**REQUIREMENT:** Put this sentence from the medical cannabis resolution into Spanish: "The Governor shall submit to the Division of Legislative Automated Systems an executive summary and report of his progress in meeting the request(s) of this resolution no later than the first day of the 2013 Regular Session of the General Assembly."

**TEXT BLOCK:**
↓
Michael Krawitz is a disabled United States Air Force Sergeant and is the Executive Director of Veterans For Medical Cannabis Access. contact: 540-365-2141
WHEREAS, the DEA currently lists marijuana as a Schedule I drug, for which there is no known medical use; and
WHEREAS, despite the DEA’s position that there is no known medical use for marijuana, many studies have shown that, when used in accordance with an approved plan of medical care, cannabis offers numerous health benefits for individuals suffering from a range of health disorders including multiple sclerosis, glaucoma, asthma, human immunodeficiency virus, neuropathic pain, wasting syndromes, and emesis resulting from cancer chemotherapy; and
WHEREAS, a long-term, prospective, federally funded cannabis clinical study jointly administered by the National Institute on Drug Abuse and the federal Food and Drug Administration and conducted over a period of 30 years has not identified any demonstrable adverse outcomes related to chronic medical cannabis use; and
WHEREAS, according to a number of studies, cannabis is far less toxic and much safer than many commonly prescribed opioid and other medications, side effects are milder than those of many substances currently listed as Schedule II drugs by the Drug Enforcement Administration, and there has never been a reported death from overdose of marijuana; and
WHEREAS, sixteen states and the District of Columbia have decriminalized cannabis for limited medical purposes in recent years; and
WHEREAS, despite action on the state level to decriminalize cannabis for limited medical purposes, federal law criminalizing the manufacture and distribution of cannabis preempts state law and continues to impose penalties for prohibited manufacture and distribution of cannabis; and
WHEREAS, as a result of federal laws, states are unable to implement effective regulatory frameworks to ensure that individuals with legitimate medical need are able to safely access cannabis while also ensuring that individuals who do not have a legitimate medical need for cannabis are prohibited from accessing cannabis; and
WHEREAS, rescheduling of marijuana from Schedule I to Schedule II would decriminalize marijuana for limited purposes related to legitimate medical needs and allow states to implement regulatory programs for the manufacture, distribution, and use of marijuana for limited medical purposes; and
WHEREAS, pursuant to 21 CFR Â§ 1308.43, any person may petition the Administrator of the DEA to initiate proceedings for the issuance, amendment, or repeal of any rule or regulation of the U.S. Attorney General adding a drug to, transferring a drug between, or removing a drug from a schedule; and
WHEREAS, in recent months the Governors of Rhode Island and Washington have so petitioned the Administrator of the DEA to initiate proceedings to amend regulations providing for the scheduling of drugs to remove marijuana from Schedule I and add marijuana to Schedule II; now, therefore, be it
RESOLVED by the House of Delegates, the Senate concurring, That the Governor be requested to petition the Administrator of the Drug Enforcement Administration to amend regulations governing the scheduling of drugs to move marijuana from Schedule I to Schedule II.
The Governor shall submit to the Division of Legislative Automated Systems an executive summary and report of his progress in meeting the request(s) of this resolution no later than the first day of the 2013 Regular Session of the General Assembly. The executive summary and report shall be submitted for publication as a report document as provided in the procedures of the Division of Legislative Automated Systems for the processing of legislative documents and reports and shall be posted on the General Assembly’s website.
↑
**RECORDS SUPPLIED:**
↓
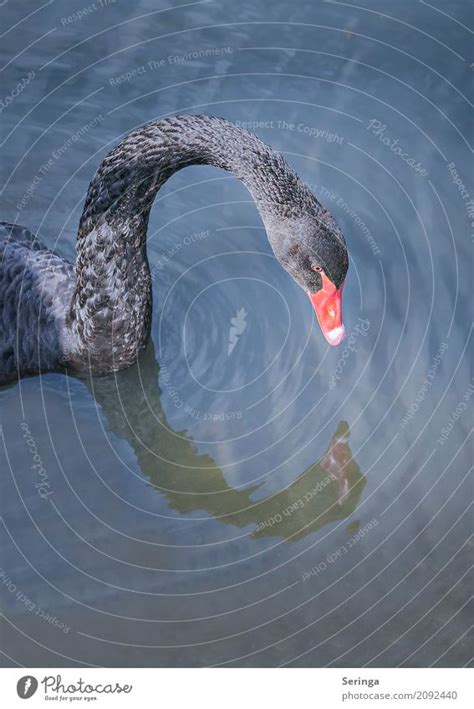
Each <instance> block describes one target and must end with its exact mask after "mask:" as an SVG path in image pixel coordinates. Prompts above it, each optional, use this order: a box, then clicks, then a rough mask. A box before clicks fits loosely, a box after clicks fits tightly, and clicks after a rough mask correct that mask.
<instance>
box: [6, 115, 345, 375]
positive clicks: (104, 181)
mask: <svg viewBox="0 0 474 709" xmlns="http://www.w3.org/2000/svg"><path fill="white" fill-rule="evenodd" d="M193 164H203V165H214V166H216V167H220V168H223V169H225V170H228V171H230V172H232V173H233V174H234V175H235V176H236V177H237V178H238V179H240V180H241V181H242V182H243V183H244V185H245V186H246V187H247V188H248V190H249V191H250V193H251V195H252V197H253V199H254V201H255V203H256V205H257V208H258V210H259V212H260V215H261V217H262V220H263V223H264V226H265V229H266V232H267V237H268V239H269V242H270V245H271V247H272V249H273V252H274V254H275V256H276V258H277V259H278V261H279V262H280V263H281V265H282V266H283V268H285V269H286V270H287V271H288V272H289V273H290V275H291V276H292V277H293V278H294V280H295V281H296V282H297V283H298V285H300V286H301V287H302V288H303V289H304V290H305V291H306V292H307V293H308V295H309V297H310V299H311V301H312V303H313V306H314V308H315V311H316V314H317V317H318V321H319V324H320V326H321V329H322V331H323V334H324V336H325V338H326V340H327V341H328V343H329V344H331V345H338V344H339V343H340V342H341V340H342V339H343V337H344V326H343V324H342V315H341V296H342V287H343V284H344V279H345V276H346V273H347V269H348V255H347V249H346V246H345V242H344V238H343V236H342V234H341V232H340V230H339V228H338V226H337V224H336V222H335V221H334V219H333V217H332V216H331V214H330V213H329V212H328V211H327V210H326V209H324V207H323V206H322V205H321V204H320V203H319V202H318V201H317V199H316V198H315V197H314V196H313V194H312V193H311V192H310V190H309V189H308V188H307V187H306V186H305V185H304V183H303V182H301V180H300V179H299V178H298V176H297V175H296V174H295V172H294V171H293V170H292V168H291V167H290V166H289V165H288V164H287V163H286V162H285V160H284V159H283V158H282V156H281V155H279V154H278V153H276V152H274V151H273V150H272V149H271V148H269V147H268V146H267V145H265V144H264V143H262V142H261V141H260V140H259V139H258V138H257V137H256V136H254V135H253V134H251V133H248V132H247V131H245V130H242V129H240V128H237V127H236V126H235V125H233V124H232V123H230V122H228V121H226V120H224V119H222V118H218V117H212V116H198V115H182V116H174V117H170V118H164V119H162V120H160V121H155V122H152V123H148V124H147V125H144V126H142V127H141V128H139V129H138V130H135V131H133V132H132V133H130V134H129V135H127V136H126V137H125V138H124V140H123V141H122V142H121V143H120V144H119V145H118V146H117V147H115V148H114V149H113V150H112V151H111V152H110V153H109V154H108V155H107V156H106V158H105V159H104V161H103V162H102V164H101V166H100V167H99V169H98V171H97V173H96V175H95V176H94V178H93V180H92V182H91V184H90V185H89V190H88V193H87V197H86V201H85V205H84V211H83V213H82V216H81V219H80V223H79V231H78V237H77V259H76V265H75V266H73V265H72V264H70V263H68V262H67V261H65V260H64V259H63V258H61V257H60V256H58V255H57V254H55V253H53V252H51V251H50V250H48V249H47V248H46V247H45V246H44V245H43V244H41V243H40V242H39V241H38V240H37V239H36V238H35V237H34V236H33V235H32V234H31V232H29V231H28V230H27V229H25V228H23V227H20V226H18V225H13V224H7V223H0V382H6V381H8V380H10V379H11V378H13V377H17V376H20V375H22V374H28V373H38V372H44V371H48V370H58V369H63V368H67V369H68V370H70V371H72V372H78V373H85V372H90V373H92V374H94V375H101V374H107V373H109V372H114V371H117V370H120V369H123V368H125V367H128V366H130V365H131V364H133V363H134V362H135V360H136V358H137V356H138V354H139V352H140V351H141V350H142V349H143V348H144V347H145V345H146V343H147V341H148V338H149V335H150V323H151V308H152V284H151V277H150V271H149V267H148V260H147V253H146V235H147V226H148V218H149V214H150V209H151V206H152V204H153V200H154V198H155V196H156V193H157V192H158V190H159V189H160V187H161V186H162V185H163V183H164V182H165V181H166V180H167V179H168V178H169V177H170V176H171V175H172V174H173V173H174V172H176V171H177V170H180V169H181V168H183V167H186V166H187V165H193Z"/></svg>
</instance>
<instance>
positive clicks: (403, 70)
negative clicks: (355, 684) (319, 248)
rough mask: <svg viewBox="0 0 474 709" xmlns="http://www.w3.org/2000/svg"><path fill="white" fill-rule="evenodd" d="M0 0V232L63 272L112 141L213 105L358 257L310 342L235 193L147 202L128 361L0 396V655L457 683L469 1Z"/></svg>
mask: <svg viewBox="0 0 474 709" xmlns="http://www.w3.org/2000/svg"><path fill="white" fill-rule="evenodd" d="M0 5H1V7H0V17H1V23H2V29H1V33H2V38H1V42H0V54H1V64H2V67H4V68H3V70H2V74H3V79H2V84H1V86H2V88H1V97H0V98H1V100H2V103H1V104H0V106H1V114H0V120H1V182H2V187H3V192H2V199H1V218H2V219H4V220H8V221H12V222H18V223H20V224H23V225H24V226H27V227H29V228H30V229H31V230H32V231H34V232H36V233H38V234H39V235H40V236H41V238H42V239H43V240H44V241H45V242H46V244H47V245H48V246H50V247H51V248H56V249H57V250H58V251H59V252H60V253H61V254H62V255H63V256H65V257H67V258H69V259H71V260H72V259H74V242H75V233H76V228H77V223H78V219H79V216H80V213H81V205H82V203H83V200H84V196H85V192H86V189H87V186H88V183H89V180H90V179H91V177H92V175H93V173H94V171H95V169H96V168H97V166H98V165H99V163H100V160H101V158H102V157H103V156H104V155H105V154H106V152H107V151H108V150H109V149H110V148H111V147H112V146H113V145H115V144H116V143H117V142H118V141H119V140H120V138H121V137H122V136H123V135H124V134H125V133H126V132H127V131H129V130H131V129H133V128H135V127H137V126H139V125H140V124H142V123H144V122H147V121H150V120H154V119H158V118H159V117H162V116H166V115H170V114H174V113H180V112H181V113H183V112H191V113H193V112H194V113H208V114H218V115H221V116H224V117H226V118H228V119H230V120H232V121H235V122H239V123H240V124H246V125H247V127H250V128H251V129H253V130H254V132H256V133H257V134H258V135H259V136H260V137H261V138H262V139H263V140H265V141H266V142H267V143H269V144H271V145H272V146H274V147H275V148H276V149H278V150H280V151H281V152H282V153H283V154H284V155H285V156H286V158H287V159H288V161H289V162H290V163H291V164H292V165H293V166H294V167H295V169H296V170H297V171H298V173H299V174H300V175H301V177H302V178H303V179H304V180H305V181H306V182H307V183H309V184H310V185H311V186H312V188H313V190H314V192H315V194H316V196H318V198H319V199H320V200H321V201H322V202H323V203H324V204H325V205H326V206H327V207H329V208H330V209H331V210H332V211H333V213H334V216H335V217H336V219H337V220H338V222H339V223H340V225H341V227H342V229H343V232H344V234H345V236H346V239H347V243H348V246H349V250H350V256H351V265H350V270H349V274H348V278H347V281H346V285H345V291H344V319H345V324H346V329H347V333H348V335H347V338H346V340H345V342H344V343H343V344H342V345H341V346H340V347H339V348H330V347H328V346H327V345H326V343H325V342H324V340H323V338H322V336H321V334H320V331H319V329H318V326H317V323H316V322H315V318H314V315H313V311H312V308H311V304H310V303H309V301H308V299H307V297H306V295H305V294H304V292H303V291H302V290H300V289H299V288H298V286H296V284H295V283H294V282H293V281H292V280H291V279H290V278H289V276H288V275H287V273H286V272H285V271H283V269H282V268H281V267H280V266H279V264H278V263H277V262H276V260H275V258H274V257H273V254H272V252H271V249H270V246H269V244H268V242H267V240H266V238H265V233H264V230H263V225H262V222H261V220H260V218H259V215H258V213H257V210H256V208H255V206H254V204H253V203H252V201H251V198H250V196H249V194H248V193H247V192H246V190H245V188H244V187H243V186H242V185H241V184H240V183H239V182H238V181H237V180H236V179H234V178H233V177H232V176H231V175H229V174H227V173H224V172H221V171H219V170H217V169H214V168H211V167H199V166H194V167H191V168H188V169H186V170H183V171H181V172H179V173H178V174H177V175H175V176H174V177H173V178H172V180H170V181H169V182H168V183H167V184H166V185H165V186H164V188H163V189H162V190H161V191H160V193H159V194H158V197H157V200H156V202H155V205H154V208H153V211H152V216H151V221H150V230H149V240H148V246H149V260H150V266H151V269H152V273H153V278H154V312H153V329H152V342H151V343H150V346H149V348H148V349H147V351H146V352H145V353H144V354H143V356H142V357H141V358H140V361H139V362H138V364H137V365H136V366H135V367H132V368H131V369H130V370H128V371H125V372H122V373H120V374H118V375H116V376H111V377H106V378H104V379H96V380H94V381H93V382H87V381H83V380H80V379H77V378H74V377H67V376H64V375H61V374H48V375H45V376H43V377H41V378H39V377H30V378H26V379H23V380H22V381H20V382H18V383H15V384H14V385H11V386H9V387H7V388H3V389H2V390H1V391H0V406H1V426H2V428H1V430H2V437H1V440H0V467H1V493H2V495H1V513H2V525H1V529H2V539H3V541H2V551H1V559H0V569H1V570H0V581H1V584H0V591H1V596H2V630H1V649H2V653H3V654H2V663H3V664H4V665H5V666H17V665H26V666H70V665H78V666H89V665H91V666H103V665H105V666H204V665H206V666H207V665H226V666H280V665H289V666H314V667H320V666H339V667H344V666H355V667H357V666H365V665H368V666H398V665H403V666H420V667H421V666H431V665H434V666H463V665H466V664H467V663H468V662H469V661H470V658H471V654H472V644H471V643H470V641H469V636H468V634H467V630H468V627H469V619H470V614H469V606H468V601H469V597H470V590H469V584H468V576H467V573H468V569H469V564H470V558H469V555H470V554H471V555H472V546H471V547H470V545H469V537H470V532H471V521H470V518H469V505H470V498H471V496H472V487H471V485H470V482H469V478H468V474H469V469H470V466H471V462H472V449H471V448H470V445H469V438H468V435H469V431H470V429H471V424H472V416H471V408H470V399H471V394H472V393H473V392H474V388H473V387H472V384H471V378H470V374H471V373H470V365H469V357H468V356H467V351H468V350H467V348H468V345H469V336H470V332H471V320H472V313H471V308H470V302H469V293H470V287H471V284H472V275H471V271H470V256H469V254H470V246H471V243H470V242H471V236H470V233H469V232H470V229H471V228H472V222H473V214H474V209H473V201H472V199H473V189H474V187H473V184H472V179H471V177H470V173H469V169H468V162H467V160H468V155H470V147H469V144H470V140H471V139H472V125H471V124H470V113H469V109H470V106H471V104H470V102H469V83H470V80H471V79H472V69H473V64H472V56H470V54H469V52H470V51H471V47H472V32H471V31H470V30H469V27H468V26H469V23H470V21H472V17H470V13H469V3H468V2H467V0H466V1H463V0H452V1H451V2H450V3H442V2H441V0H433V1H432V2H431V3H427V2H415V1H414V0H410V1H408V0H401V1H400V2H397V3H392V2H390V0H375V1H369V0H359V2H358V3H357V4H355V3H352V2H347V3H346V2H323V1H314V2H313V1H310V0H296V1H293V2H291V3H289V2H284V1H283V0H276V1H275V2H272V3H269V2H265V1H264V0H242V1H241V2H239V3H237V2H234V1H233V0H222V1H220V2H217V1H216V2H191V3H175V2H173V1H172V0H166V2H165V0H158V1H157V2H152V0H137V2H134V3H125V2H123V0H116V1H115V2H113V1H112V0H108V1H106V0H94V2H92V3H88V2H84V0H72V2H63V1H61V0H59V1H58V2H46V3H44V4H39V3H36V2H32V1H31V0H28V1H27V2H22V3H17V2H12V1H10V2H8V1H7V2H3V3H0Z"/></svg>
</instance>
↑
**FINISHED EXERCISE:** El Gobernador deberá presentar a la División de Sistemas Legislativos Automatizados un resumen ejecutivo y un informe de su progreso en el cumplimiento de la(s) solicitud(es) de esta resolución a más tardar el primer día del Período Ordinario de Sesiones de 2013 de la Asamblea General.